### Exercise material ###

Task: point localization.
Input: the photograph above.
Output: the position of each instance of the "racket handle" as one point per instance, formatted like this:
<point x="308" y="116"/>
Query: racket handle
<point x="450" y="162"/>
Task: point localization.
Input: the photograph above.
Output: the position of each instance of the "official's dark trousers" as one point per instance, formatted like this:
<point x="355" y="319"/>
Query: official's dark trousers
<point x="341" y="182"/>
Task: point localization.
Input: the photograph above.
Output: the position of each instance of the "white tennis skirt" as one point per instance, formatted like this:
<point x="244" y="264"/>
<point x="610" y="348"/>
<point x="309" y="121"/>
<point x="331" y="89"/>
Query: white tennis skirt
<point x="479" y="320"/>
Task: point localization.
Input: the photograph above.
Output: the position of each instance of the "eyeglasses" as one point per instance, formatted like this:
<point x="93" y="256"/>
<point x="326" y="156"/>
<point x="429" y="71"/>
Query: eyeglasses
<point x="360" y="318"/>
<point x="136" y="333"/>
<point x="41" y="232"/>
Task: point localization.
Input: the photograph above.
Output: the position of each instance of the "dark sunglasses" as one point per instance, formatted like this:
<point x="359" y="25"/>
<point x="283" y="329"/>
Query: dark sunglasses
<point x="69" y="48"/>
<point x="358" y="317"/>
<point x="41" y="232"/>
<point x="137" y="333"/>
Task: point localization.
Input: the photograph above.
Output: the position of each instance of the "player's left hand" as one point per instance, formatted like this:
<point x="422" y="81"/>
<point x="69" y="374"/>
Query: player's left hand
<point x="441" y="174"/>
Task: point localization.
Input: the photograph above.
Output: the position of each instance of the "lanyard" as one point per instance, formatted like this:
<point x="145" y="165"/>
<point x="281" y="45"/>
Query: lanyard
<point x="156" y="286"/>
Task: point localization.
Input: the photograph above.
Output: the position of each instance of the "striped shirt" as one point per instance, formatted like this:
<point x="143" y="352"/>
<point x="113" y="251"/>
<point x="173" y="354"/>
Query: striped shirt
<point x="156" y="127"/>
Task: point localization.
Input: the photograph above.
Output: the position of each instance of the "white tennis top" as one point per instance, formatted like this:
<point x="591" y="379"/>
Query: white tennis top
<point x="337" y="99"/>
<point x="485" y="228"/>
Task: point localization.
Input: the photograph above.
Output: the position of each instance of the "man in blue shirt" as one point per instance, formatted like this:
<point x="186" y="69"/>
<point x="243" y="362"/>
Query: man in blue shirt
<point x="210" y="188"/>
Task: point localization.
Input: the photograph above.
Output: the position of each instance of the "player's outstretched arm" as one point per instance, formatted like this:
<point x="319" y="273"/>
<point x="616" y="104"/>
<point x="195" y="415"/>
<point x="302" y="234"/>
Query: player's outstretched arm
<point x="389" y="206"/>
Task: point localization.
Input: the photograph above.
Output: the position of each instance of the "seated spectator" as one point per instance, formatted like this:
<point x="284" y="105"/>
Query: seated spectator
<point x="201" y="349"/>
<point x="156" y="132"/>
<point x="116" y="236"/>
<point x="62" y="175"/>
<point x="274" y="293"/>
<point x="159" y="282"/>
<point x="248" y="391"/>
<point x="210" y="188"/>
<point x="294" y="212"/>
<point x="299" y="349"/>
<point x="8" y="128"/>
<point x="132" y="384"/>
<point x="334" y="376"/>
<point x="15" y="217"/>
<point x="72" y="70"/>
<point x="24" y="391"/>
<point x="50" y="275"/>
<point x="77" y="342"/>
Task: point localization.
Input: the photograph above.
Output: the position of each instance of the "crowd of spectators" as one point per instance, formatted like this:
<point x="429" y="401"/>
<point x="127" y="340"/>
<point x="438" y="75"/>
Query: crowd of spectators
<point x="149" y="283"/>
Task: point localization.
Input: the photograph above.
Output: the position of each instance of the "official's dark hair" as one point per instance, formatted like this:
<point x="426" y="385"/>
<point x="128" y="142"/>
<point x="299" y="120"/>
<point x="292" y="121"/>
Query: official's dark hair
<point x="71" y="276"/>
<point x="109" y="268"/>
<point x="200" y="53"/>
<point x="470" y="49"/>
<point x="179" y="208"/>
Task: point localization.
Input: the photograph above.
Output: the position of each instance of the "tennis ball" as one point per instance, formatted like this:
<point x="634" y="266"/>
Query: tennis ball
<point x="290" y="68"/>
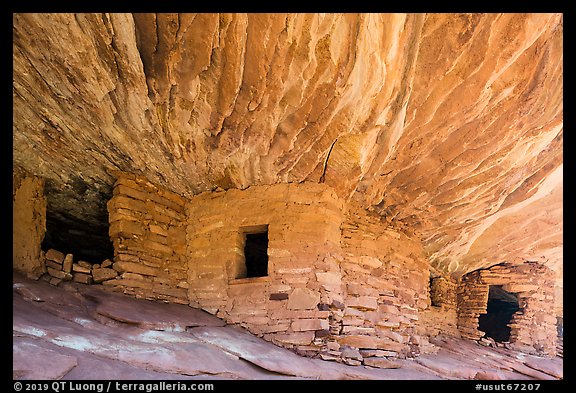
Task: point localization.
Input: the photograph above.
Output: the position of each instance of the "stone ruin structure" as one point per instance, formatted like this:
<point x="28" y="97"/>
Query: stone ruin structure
<point x="328" y="279"/>
<point x="346" y="186"/>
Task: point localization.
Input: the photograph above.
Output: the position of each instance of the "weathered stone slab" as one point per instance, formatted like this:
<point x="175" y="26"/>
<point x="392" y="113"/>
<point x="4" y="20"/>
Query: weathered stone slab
<point x="132" y="267"/>
<point x="82" y="278"/>
<point x="303" y="299"/>
<point x="301" y="325"/>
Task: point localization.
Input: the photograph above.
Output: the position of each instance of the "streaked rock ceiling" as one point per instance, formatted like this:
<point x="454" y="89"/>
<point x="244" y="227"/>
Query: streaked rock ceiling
<point x="448" y="126"/>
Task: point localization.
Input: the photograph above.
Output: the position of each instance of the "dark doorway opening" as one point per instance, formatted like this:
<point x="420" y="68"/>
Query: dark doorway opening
<point x="77" y="220"/>
<point x="256" y="253"/>
<point x="501" y="307"/>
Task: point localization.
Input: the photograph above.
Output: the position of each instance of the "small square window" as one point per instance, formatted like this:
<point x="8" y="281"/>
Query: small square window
<point x="256" y="251"/>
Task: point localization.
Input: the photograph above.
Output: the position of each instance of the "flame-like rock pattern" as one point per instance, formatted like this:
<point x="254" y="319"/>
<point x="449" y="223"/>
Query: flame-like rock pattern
<point x="449" y="126"/>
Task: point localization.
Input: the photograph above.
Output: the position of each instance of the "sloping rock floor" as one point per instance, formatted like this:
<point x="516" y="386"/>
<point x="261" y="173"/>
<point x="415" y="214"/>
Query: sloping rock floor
<point x="84" y="332"/>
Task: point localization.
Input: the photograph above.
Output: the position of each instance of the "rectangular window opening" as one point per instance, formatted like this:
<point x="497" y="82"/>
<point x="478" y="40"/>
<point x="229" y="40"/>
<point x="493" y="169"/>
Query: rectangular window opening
<point x="256" y="251"/>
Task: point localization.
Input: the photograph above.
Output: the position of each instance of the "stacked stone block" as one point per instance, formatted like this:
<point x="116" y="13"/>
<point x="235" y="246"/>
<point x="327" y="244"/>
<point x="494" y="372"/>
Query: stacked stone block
<point x="292" y="306"/>
<point x="61" y="267"/>
<point x="440" y="317"/>
<point x="385" y="275"/>
<point x="147" y="227"/>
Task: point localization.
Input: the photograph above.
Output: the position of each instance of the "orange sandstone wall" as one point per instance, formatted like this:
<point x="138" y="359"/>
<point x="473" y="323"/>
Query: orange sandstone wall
<point x="533" y="328"/>
<point x="341" y="285"/>
<point x="147" y="227"/>
<point x="292" y="305"/>
<point x="28" y="223"/>
<point x="440" y="317"/>
<point x="385" y="277"/>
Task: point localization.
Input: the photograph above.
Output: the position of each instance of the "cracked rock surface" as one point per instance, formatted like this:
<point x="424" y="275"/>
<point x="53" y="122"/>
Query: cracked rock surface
<point x="84" y="332"/>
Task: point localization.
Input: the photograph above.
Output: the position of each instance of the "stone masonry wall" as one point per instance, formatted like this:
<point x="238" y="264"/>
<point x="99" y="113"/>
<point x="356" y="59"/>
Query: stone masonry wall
<point x="28" y="223"/>
<point x="385" y="278"/>
<point x="292" y="305"/>
<point x="440" y="317"/>
<point x="147" y="227"/>
<point x="533" y="328"/>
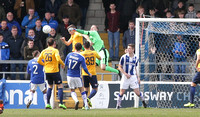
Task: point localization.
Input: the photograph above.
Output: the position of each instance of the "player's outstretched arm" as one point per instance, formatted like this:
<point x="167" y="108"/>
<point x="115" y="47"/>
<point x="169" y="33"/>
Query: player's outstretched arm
<point x="40" y="60"/>
<point x="66" y="42"/>
<point x="83" y="31"/>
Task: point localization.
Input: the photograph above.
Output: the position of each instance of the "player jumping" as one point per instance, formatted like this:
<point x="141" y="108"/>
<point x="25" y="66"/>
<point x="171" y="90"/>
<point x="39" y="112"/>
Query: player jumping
<point x="74" y="61"/>
<point x="98" y="45"/>
<point x="127" y="65"/>
<point x="90" y="59"/>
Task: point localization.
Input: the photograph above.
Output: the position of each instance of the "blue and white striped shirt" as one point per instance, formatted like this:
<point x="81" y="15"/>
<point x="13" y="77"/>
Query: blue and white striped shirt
<point x="129" y="63"/>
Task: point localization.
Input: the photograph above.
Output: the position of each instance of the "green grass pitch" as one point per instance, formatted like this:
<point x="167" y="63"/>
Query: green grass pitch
<point x="123" y="112"/>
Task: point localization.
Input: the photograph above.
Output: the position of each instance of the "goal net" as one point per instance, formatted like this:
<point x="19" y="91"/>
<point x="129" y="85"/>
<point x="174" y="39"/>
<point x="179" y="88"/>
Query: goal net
<point x="166" y="48"/>
<point x="167" y="94"/>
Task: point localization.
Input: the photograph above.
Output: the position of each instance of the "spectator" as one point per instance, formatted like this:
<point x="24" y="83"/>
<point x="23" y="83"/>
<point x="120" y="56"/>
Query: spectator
<point x="29" y="49"/>
<point x="29" y="20"/>
<point x="169" y="14"/>
<point x="2" y="13"/>
<point x="31" y="36"/>
<point x="198" y="15"/>
<point x="48" y="20"/>
<point x="152" y="13"/>
<point x="181" y="14"/>
<point x="113" y="31"/>
<point x="52" y="6"/>
<point x="179" y="52"/>
<point x="40" y="7"/>
<point x="83" y="4"/>
<point x="22" y="7"/>
<point x="11" y="22"/>
<point x="191" y="13"/>
<point x="72" y="10"/>
<point x="8" y="5"/>
<point x="146" y="4"/>
<point x="126" y="8"/>
<point x="59" y="44"/>
<point x="174" y="4"/>
<point x="180" y="7"/>
<point x="129" y="35"/>
<point x="4" y="30"/>
<point x="4" y="55"/>
<point x="15" y="42"/>
<point x="39" y="33"/>
<point x="62" y="29"/>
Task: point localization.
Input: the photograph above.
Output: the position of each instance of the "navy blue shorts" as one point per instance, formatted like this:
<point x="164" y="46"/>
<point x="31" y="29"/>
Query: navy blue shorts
<point x="196" y="78"/>
<point x="92" y="81"/>
<point x="53" y="77"/>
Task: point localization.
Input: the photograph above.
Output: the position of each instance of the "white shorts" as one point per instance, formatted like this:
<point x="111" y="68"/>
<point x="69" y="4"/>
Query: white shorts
<point x="132" y="82"/>
<point x="41" y="86"/>
<point x="74" y="82"/>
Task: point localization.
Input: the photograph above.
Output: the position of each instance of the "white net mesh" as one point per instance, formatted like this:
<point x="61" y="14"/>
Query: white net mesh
<point x="167" y="49"/>
<point x="168" y="94"/>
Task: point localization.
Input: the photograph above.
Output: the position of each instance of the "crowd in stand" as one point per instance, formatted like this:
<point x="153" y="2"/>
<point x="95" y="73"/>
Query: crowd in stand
<point x="22" y="22"/>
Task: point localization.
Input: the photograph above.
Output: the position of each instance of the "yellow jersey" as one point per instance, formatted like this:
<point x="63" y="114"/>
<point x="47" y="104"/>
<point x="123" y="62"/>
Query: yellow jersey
<point x="76" y="38"/>
<point x="90" y="60"/>
<point x="197" y="53"/>
<point x="51" y="59"/>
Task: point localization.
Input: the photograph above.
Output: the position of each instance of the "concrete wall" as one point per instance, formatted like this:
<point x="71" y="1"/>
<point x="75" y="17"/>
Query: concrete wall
<point x="95" y="15"/>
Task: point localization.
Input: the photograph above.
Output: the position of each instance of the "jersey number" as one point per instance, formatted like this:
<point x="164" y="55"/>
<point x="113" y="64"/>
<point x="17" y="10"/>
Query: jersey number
<point x="48" y="57"/>
<point x="35" y="67"/>
<point x="71" y="62"/>
<point x="89" y="60"/>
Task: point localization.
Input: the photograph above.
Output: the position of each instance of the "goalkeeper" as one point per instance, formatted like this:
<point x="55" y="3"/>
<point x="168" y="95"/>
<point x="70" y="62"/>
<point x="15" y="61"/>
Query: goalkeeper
<point x="98" y="45"/>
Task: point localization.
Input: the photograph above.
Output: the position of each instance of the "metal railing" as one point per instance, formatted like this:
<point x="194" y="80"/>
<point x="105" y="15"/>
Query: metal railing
<point x="114" y="63"/>
<point x="25" y="62"/>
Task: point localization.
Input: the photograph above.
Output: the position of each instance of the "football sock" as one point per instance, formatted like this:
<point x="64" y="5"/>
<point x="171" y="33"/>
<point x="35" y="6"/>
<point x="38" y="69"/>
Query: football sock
<point x="192" y="92"/>
<point x="141" y="96"/>
<point x="74" y="96"/>
<point x="93" y="92"/>
<point x="119" y="100"/>
<point x="110" y="69"/>
<point x="45" y="98"/>
<point x="31" y="96"/>
<point x="60" y="95"/>
<point x="86" y="93"/>
<point x="49" y="95"/>
<point x="84" y="97"/>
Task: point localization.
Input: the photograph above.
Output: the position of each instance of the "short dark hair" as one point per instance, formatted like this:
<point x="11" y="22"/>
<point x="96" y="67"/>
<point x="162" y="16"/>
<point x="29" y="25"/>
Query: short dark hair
<point x="35" y="53"/>
<point x="78" y="46"/>
<point x="132" y="45"/>
<point x="50" y="41"/>
<point x="87" y="44"/>
<point x="191" y="5"/>
<point x="30" y="40"/>
<point x="14" y="27"/>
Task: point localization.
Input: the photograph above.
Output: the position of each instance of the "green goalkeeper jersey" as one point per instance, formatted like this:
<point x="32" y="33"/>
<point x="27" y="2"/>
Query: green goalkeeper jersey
<point x="98" y="43"/>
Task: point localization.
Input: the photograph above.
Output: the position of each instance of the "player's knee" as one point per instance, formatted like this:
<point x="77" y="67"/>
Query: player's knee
<point x="193" y="84"/>
<point x="103" y="68"/>
<point x="60" y="86"/>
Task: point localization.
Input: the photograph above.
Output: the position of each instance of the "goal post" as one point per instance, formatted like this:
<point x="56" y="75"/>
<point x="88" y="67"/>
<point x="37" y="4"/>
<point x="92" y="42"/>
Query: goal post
<point x="157" y="40"/>
<point x="166" y="49"/>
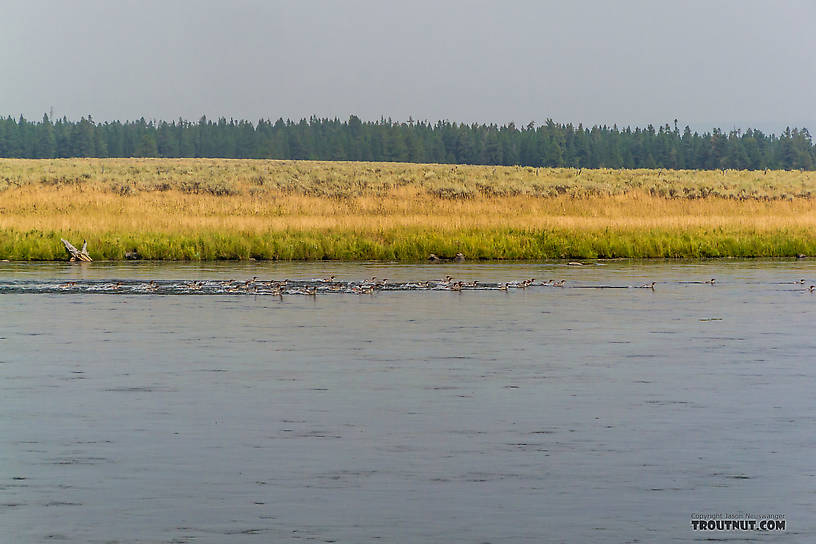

###

What is expected | Each line from the one containing "Query: football sock" through the last line of the data should be written out exactly. Skip the pictures, and add no other lines.

Solved exercise |
Query: football sock
<point x="192" y="92"/>
<point x="141" y="96"/>
<point x="74" y="96"/>
<point x="93" y="92"/>
<point x="119" y="100"/>
<point x="110" y="69"/>
<point x="45" y="98"/>
<point x="31" y="96"/>
<point x="60" y="95"/>
<point x="86" y="93"/>
<point x="49" y="95"/>
<point x="84" y="97"/>
Task: point localization.
Input: the photograph above.
Output: the position of each instance of the "short dark hair" as one point per instance, formatted like this:
<point x="11" y="22"/>
<point x="96" y="67"/>
<point x="162" y="16"/>
<point x="29" y="25"/>
Query: short dark hair
<point x="35" y="53"/>
<point x="78" y="46"/>
<point x="132" y="45"/>
<point x="50" y="41"/>
<point x="87" y="44"/>
<point x="191" y="5"/>
<point x="30" y="40"/>
<point x="14" y="27"/>
Task: point localization.
Input: the photograph above.
Output: the position of each instance of the "green goalkeeper jersey" as one point per instance, formatted like this:
<point x="32" y="33"/>
<point x="27" y="2"/>
Query: green goalkeeper jersey
<point x="98" y="43"/>
Task: point localization.
Input: the photograph above.
Output: the position of each instance of the "player's knee" as one point per instance, formatted like this:
<point x="77" y="67"/>
Query: player's knee
<point x="193" y="84"/>
<point x="103" y="68"/>
<point x="60" y="86"/>
Task: point localization.
Input: the photograph above.
Output: the position of each instance of the "goal post" as one point per instance, formatted like this:
<point x="56" y="75"/>
<point x="88" y="67"/>
<point x="37" y="4"/>
<point x="92" y="42"/>
Query: goal post
<point x="157" y="40"/>
<point x="166" y="49"/>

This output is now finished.